> _DATA SECTION_
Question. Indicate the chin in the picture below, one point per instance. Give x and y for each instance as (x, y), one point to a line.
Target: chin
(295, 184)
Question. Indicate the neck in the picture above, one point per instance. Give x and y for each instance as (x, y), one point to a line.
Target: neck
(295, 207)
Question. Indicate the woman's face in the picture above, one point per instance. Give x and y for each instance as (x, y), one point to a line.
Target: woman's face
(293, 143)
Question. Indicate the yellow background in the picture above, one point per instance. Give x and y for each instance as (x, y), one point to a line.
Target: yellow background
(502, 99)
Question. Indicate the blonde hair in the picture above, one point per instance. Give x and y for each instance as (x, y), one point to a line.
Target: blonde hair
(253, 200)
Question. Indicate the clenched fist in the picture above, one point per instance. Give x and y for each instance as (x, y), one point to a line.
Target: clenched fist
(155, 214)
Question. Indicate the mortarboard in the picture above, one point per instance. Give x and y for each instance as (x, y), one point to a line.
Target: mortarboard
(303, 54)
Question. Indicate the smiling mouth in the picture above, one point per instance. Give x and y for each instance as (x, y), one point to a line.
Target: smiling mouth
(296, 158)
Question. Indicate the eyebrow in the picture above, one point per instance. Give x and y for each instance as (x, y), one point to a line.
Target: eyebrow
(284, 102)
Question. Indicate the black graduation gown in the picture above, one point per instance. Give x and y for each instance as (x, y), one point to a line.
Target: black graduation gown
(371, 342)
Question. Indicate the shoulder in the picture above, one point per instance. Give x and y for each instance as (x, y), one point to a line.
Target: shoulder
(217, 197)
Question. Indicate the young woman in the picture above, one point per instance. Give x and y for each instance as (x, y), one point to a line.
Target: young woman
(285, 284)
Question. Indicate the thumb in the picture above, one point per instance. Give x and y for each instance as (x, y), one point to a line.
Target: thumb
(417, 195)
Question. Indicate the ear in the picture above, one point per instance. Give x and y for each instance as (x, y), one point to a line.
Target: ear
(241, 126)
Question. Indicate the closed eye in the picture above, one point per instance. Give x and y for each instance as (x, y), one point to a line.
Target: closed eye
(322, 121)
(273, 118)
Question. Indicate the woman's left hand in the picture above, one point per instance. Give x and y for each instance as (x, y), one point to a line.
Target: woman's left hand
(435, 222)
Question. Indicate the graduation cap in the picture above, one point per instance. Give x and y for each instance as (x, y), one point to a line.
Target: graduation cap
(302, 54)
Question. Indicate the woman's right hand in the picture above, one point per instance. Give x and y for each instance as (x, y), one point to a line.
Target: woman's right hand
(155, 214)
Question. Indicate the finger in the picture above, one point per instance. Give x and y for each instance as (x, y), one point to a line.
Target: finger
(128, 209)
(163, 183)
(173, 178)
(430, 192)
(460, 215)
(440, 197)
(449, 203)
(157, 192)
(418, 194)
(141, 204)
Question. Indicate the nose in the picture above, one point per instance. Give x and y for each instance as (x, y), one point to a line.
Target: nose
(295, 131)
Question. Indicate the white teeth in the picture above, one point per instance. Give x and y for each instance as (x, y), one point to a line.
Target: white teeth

> _EXERCISE_
Only a number is wanted: how many lines of the material above hold "teeth"?

> _RESULT FOR THIS EXERCISE_
2